**TASK OBJECTIVE**
Gather the lines from the material that contain "young".

Top of DATA PROVIDED

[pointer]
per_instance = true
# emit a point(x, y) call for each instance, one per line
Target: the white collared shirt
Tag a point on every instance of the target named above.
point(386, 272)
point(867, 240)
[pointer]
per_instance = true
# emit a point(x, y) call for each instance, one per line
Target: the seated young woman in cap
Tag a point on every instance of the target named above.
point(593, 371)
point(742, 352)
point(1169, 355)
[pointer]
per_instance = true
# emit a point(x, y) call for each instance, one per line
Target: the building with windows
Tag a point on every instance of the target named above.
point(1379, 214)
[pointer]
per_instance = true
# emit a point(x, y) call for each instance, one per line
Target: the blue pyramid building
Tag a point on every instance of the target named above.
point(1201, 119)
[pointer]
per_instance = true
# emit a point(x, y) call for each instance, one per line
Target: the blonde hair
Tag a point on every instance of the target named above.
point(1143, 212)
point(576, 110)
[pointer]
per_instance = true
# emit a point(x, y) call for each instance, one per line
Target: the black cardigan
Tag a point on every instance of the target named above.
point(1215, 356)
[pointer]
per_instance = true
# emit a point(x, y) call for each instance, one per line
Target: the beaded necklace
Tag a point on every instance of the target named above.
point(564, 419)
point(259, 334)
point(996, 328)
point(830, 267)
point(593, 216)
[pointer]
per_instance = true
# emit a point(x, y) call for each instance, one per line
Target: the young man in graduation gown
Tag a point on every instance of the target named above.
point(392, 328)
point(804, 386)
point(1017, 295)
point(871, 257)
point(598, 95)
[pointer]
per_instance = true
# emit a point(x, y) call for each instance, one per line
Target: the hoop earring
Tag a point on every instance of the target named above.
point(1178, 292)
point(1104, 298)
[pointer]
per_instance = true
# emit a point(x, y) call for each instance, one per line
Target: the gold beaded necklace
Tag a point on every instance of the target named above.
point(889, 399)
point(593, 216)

Bottom of DATA PROVIDED

**FINISHED EXERCISE**
Target: the seated young woman in cap
Target: the young man in graduation gown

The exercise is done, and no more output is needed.